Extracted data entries
━━━━━━━━━━━━━━━━━━━━━━━━━━━━━━

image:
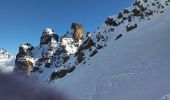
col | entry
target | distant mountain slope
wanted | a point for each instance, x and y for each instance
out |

━━━━━━━━━━━━━━━━━━━━━━━━━━━━━━

__PROBLEM__
Take every entry and repeat it verbatim, minus the pictures.

__EXERCISE SOLUTION__
image:
col | entry
target | distant mountain slope
wanted | a point for each instance, x and y for each instance
out |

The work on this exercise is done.